Write out, word for word, every line from the one containing "Practice. Pick out the purple" through the last line of the records below, both ends included.

================

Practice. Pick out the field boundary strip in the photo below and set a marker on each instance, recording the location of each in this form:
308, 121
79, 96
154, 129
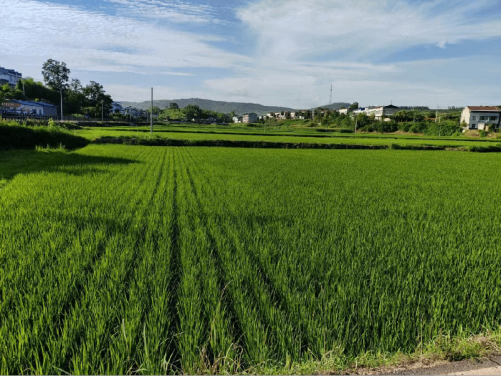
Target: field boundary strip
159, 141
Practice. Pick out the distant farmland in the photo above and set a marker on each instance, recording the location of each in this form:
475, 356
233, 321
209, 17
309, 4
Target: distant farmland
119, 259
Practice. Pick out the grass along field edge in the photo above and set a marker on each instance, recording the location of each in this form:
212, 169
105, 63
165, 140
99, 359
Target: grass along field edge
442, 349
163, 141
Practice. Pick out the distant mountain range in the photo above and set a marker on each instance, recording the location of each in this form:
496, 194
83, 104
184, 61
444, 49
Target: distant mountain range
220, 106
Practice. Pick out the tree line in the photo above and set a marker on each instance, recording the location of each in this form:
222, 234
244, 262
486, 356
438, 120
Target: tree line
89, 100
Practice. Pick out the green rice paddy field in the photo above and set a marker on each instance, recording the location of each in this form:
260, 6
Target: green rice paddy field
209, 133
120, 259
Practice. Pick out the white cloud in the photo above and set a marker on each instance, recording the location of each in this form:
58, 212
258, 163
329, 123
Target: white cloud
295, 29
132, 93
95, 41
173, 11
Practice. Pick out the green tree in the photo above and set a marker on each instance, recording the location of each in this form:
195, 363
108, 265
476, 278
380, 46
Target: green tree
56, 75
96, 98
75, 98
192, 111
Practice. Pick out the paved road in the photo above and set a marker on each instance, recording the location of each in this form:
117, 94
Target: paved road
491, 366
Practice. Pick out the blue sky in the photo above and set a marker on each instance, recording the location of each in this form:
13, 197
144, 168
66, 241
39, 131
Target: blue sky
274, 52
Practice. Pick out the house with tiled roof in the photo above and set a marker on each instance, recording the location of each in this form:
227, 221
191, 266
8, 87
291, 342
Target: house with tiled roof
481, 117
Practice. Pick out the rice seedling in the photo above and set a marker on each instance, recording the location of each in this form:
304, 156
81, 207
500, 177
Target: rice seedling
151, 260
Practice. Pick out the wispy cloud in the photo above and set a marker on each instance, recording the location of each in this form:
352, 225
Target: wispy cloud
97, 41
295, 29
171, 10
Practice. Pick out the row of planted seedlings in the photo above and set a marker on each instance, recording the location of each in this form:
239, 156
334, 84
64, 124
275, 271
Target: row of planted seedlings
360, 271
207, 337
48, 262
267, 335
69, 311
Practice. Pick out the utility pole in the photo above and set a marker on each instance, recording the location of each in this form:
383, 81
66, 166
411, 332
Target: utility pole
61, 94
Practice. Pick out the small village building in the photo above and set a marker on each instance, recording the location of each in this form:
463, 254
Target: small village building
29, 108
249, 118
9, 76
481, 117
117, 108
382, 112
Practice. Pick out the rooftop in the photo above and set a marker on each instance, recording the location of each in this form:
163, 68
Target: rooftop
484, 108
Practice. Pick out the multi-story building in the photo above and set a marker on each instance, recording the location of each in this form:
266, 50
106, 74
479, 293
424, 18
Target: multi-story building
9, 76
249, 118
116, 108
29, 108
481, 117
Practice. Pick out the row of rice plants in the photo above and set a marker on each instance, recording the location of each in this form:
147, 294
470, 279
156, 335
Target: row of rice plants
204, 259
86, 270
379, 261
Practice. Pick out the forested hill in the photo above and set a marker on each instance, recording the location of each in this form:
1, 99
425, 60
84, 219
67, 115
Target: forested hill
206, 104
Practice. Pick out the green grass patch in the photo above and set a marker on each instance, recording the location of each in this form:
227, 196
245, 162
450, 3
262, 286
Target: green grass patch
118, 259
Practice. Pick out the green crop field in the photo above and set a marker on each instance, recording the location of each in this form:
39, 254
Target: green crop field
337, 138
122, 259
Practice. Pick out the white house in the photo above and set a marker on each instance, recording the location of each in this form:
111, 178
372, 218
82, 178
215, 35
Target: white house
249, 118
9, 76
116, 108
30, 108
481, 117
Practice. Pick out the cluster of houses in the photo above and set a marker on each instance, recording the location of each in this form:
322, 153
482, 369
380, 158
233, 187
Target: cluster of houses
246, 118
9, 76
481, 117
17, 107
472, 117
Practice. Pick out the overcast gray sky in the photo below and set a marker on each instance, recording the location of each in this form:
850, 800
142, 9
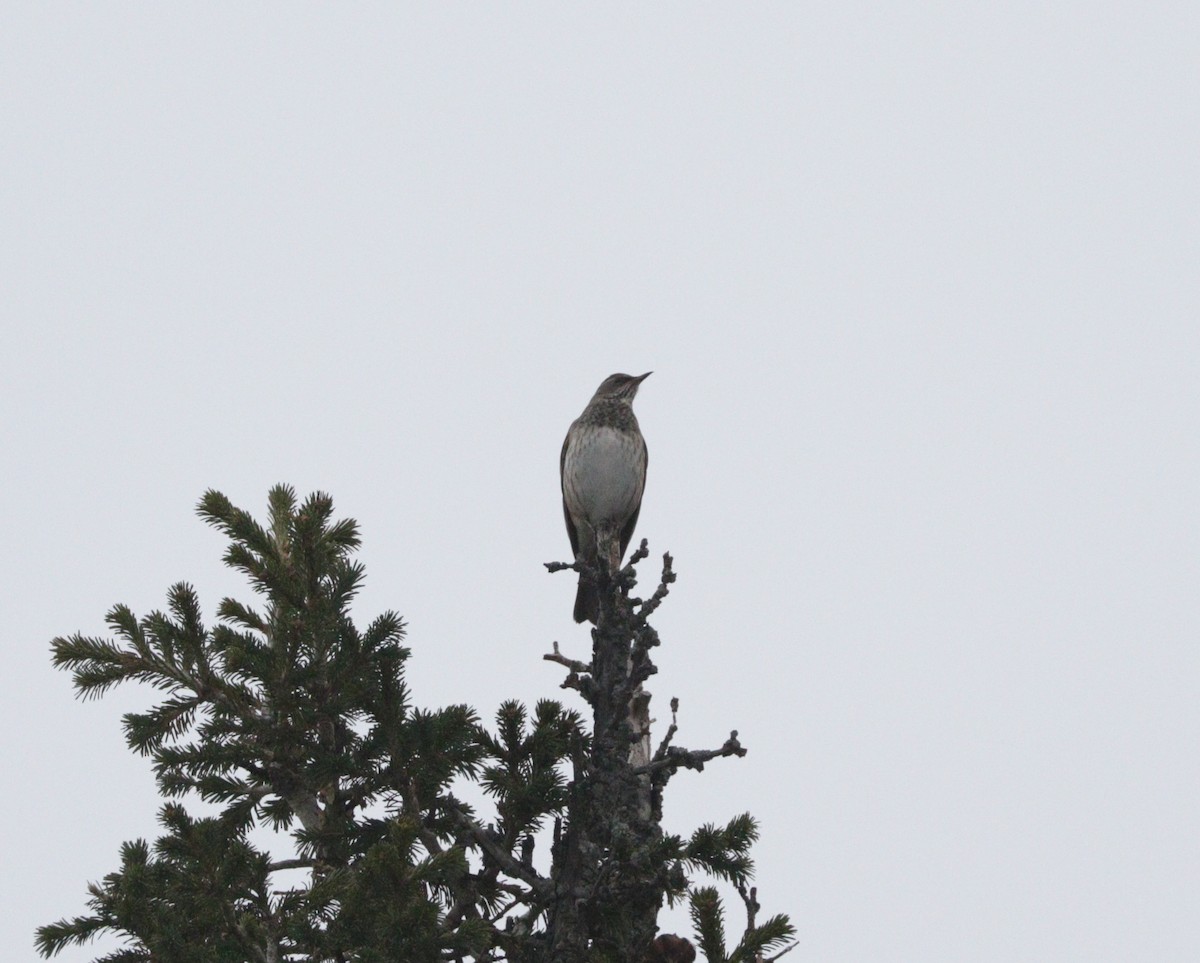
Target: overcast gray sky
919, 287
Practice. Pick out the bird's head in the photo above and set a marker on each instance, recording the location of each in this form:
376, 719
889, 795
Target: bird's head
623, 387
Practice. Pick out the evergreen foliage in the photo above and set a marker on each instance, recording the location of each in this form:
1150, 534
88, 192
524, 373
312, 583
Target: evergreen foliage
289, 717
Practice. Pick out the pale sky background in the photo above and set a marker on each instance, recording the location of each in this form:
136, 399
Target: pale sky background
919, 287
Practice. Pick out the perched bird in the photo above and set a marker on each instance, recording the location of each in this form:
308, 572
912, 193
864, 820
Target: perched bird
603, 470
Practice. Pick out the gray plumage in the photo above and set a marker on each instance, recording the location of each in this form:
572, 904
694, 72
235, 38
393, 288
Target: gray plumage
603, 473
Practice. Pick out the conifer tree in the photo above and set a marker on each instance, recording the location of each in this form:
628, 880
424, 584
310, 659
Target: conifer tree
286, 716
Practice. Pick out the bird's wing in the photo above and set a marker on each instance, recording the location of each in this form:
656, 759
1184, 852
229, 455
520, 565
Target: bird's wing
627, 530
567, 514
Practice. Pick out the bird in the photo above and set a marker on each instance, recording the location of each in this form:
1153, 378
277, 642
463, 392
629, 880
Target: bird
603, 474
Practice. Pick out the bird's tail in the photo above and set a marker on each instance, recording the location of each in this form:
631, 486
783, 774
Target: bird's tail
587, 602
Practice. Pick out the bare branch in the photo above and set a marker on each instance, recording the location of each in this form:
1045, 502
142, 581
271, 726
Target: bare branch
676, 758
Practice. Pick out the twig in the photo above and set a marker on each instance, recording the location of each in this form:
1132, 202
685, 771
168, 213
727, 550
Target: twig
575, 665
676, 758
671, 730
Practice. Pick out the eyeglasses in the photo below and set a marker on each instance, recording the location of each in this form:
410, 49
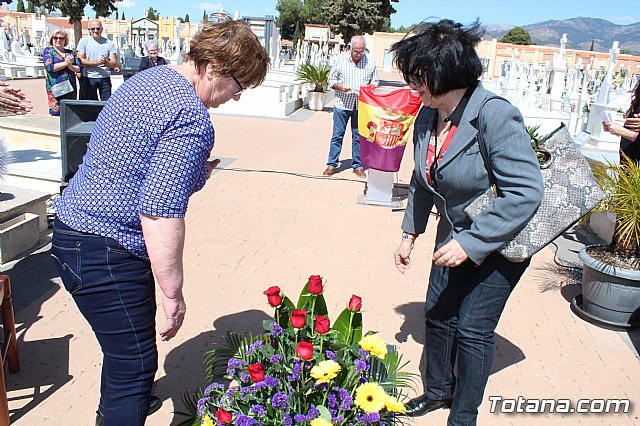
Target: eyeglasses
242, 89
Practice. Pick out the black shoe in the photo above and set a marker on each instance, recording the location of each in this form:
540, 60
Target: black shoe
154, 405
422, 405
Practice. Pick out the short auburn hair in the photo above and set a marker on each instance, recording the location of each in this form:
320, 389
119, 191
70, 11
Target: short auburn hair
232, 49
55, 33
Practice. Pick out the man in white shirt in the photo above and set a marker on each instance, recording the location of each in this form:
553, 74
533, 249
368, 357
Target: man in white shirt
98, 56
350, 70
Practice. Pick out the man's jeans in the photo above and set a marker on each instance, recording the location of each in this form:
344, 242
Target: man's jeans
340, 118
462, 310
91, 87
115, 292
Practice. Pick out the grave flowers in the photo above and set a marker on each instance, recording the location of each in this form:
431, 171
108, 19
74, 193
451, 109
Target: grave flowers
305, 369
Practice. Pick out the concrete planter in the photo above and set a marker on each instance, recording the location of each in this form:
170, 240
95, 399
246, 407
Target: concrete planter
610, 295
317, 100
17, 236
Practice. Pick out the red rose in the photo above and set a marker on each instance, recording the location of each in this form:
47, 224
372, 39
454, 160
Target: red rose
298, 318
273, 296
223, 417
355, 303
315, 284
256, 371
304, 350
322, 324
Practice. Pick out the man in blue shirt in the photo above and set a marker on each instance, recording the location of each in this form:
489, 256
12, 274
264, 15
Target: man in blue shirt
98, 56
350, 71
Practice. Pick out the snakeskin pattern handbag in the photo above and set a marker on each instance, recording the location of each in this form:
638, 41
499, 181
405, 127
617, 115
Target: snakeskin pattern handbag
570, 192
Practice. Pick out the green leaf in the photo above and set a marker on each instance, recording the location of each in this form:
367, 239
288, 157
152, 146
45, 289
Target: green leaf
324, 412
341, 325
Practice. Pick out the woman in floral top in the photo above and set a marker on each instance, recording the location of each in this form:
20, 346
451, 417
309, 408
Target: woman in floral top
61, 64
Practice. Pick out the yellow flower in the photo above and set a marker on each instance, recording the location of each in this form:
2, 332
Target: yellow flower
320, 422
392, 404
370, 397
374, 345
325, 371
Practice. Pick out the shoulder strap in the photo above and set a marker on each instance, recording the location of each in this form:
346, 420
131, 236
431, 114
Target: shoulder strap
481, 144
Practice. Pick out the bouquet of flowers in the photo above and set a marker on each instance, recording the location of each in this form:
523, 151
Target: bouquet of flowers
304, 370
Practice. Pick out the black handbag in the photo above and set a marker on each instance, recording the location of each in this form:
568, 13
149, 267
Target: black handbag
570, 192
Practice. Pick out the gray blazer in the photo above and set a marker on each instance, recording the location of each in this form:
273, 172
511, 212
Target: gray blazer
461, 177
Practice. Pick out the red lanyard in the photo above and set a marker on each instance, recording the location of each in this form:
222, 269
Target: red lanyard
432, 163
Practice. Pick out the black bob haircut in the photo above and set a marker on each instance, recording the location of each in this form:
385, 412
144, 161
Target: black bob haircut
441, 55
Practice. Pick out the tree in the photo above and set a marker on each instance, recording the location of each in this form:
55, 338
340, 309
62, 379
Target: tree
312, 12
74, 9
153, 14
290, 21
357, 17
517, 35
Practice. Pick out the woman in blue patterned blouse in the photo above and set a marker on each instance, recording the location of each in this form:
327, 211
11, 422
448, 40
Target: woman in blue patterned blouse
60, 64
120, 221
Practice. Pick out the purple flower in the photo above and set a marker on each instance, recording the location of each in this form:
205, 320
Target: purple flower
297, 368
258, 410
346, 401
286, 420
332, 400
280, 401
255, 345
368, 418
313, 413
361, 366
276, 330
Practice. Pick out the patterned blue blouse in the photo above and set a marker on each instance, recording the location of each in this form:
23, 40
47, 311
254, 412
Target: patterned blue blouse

================

FINISHED TASK ::
Practice. Pick out the purple flower in the photo above and set a marker on each instance, recording the location of each in this form:
205, 320
Target: purple flower
297, 368
258, 410
346, 401
286, 420
332, 400
280, 401
255, 345
368, 418
313, 413
361, 366
276, 330
Practice. Pick out the patterned blue blouse in the photo above and set a marker on each instance, recording the location of each in this form:
23, 40
47, 311
254, 412
Target: patterned blue blouse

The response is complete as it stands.